__Parts of the exercise__.
(A) Answer these from the Hadoop passage, one line each:
(i) After whose toy is Hadoop named?
(ii) Which published Google paper inspired Hadoop's storage system?
(iii) In what year does the passage say Hadoop began?
(B) Please write out everything in the Hadoop passage from "-Open-source means that" down to "storage in Hadoop?".

__Passage shown__.
== Segment start ==

What is the definition of Hadoop according to Hortonworks?
-Hadoop is an open-source software platform for distributed storage and distributed processing of very large datasets on a computer cluster, built for commodity hardware.
What does 'open-source' mean in the context of Hadoop?
-Open-source means that Hadoop is freely available and modifiable, allowing users to access and contribute to its development.
Why is Hadoop designed to run on a cluster of computers instead of a single PC?
-Hadoop is designed to run on a cluster to leverage the combined power of multiple computers to handle and process big data more efficiently than a single PC could.
What is the significance of distributed storage in Hadoop?
-Distributed storage in Hadoop allows for the expansion of storage capacity by adding more computers to the cluster, and it ensures data redundancy and resilience by keeping backup copies of data across different nodes.
How does Hadoop handle data processing?
-Hadoop distributes the processing of data across the entire cluster of computers, allowing for parallel processing and the efficient handling of large datasets.
What is the origin of Hadoop's name and mascot?
-Hadoop is named after Doug Cutting's son's toy elephant. The project's mascot is also a yellow elephant, inspired by this stuffed toy.
What inspired the development of Hadoop's storage and processing systems?
-Hadoop's storage system was inspired by Google's published paper on the Google File System (GFS), and its processing system, MapReduce, was inspired by Google's MapReduce programming model.
Who originally developed Hadoop and why?
-Hadoop was originally developed by Yahoo, specifically by Doug Cutting and Tom White, as a part of their open-source web search engine project, after they were inspired by Google's papers on GFS and MapReduce.
Why is Hadoop's processing capability described as 'resilient'?
-Hadoop's processing capability is resilient because it can automatically recover from failures by using backup copies of data stored in different locations within the cluster.
What is the advantage of using Hadoop over traditional databases for big data?
-Hadoop offers advantages such as horizontal scaling, redundancy, fault tolerance, and the ability to process data in parallel across a cluster, which traditional databases may not efficiently handle with vertical scaling.
How has Hadoop evolved since its inception in 2006?
-Since 2006, Hadoop has evolved with continuous development and growth of its ecosystem, including the emergence of additional applications and systems built around it to support various data processing needs.
What are some of the use cases for Hadoop in handling big data?
-Hadoop can be used for handling large volumes of data such as DNA information, sensor data, web logs, trading information from the stock market, and more, where traditional systems may not scale effectively.
How does Hadoop address the issue of a single point of failure?
-Hadoop addresses the single point of failure by maintaining multiple copies of data across the cluster and automatically failing over to backup copies if the primary data becomes unavailable.
What is the significance of Hadoop's ability to handle batch processing and how has this evolved?
-Hadoop was initially designed for batch processing, suitable for tasks where immediate results are not critical. However, developments on top of Hadoop have made it capable of supporting interactive queries and high transaction rates, expanding its use cases beyond just batch processing.

== Segment end ==

__Information provided__.
== Segment start ==

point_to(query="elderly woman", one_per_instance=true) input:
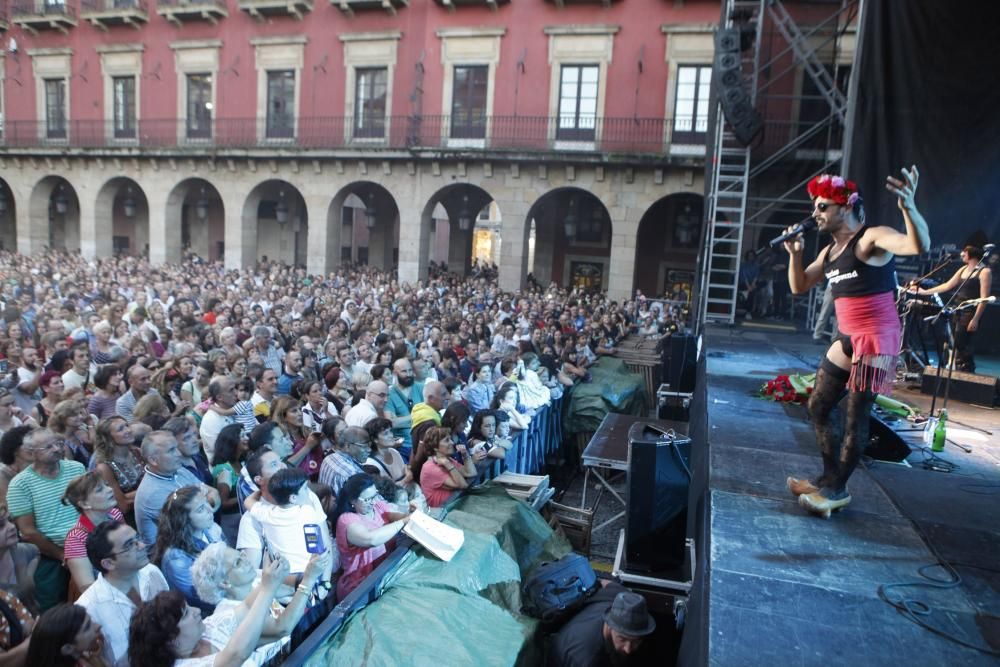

== Segment end ==

__Answers for this exercise__.
(A)
(i) Doug Cutting's son's toy elephant.
(ii) Google's paper on the Google File System (GFS).
(iii) 2006.

(B)
-Open-source means that Hadoop is freely available and modifiable, allowing users to access and contribute to its development.
Why is Hadoop designed to run on a cluster of computers instead of a single PC?
-Hadoop is designed to run on a cluster to leverage the combined power of multiple computers to handle and process big data more efficiently than a single PC could.
What is the significance of distributed storage in Hadoop?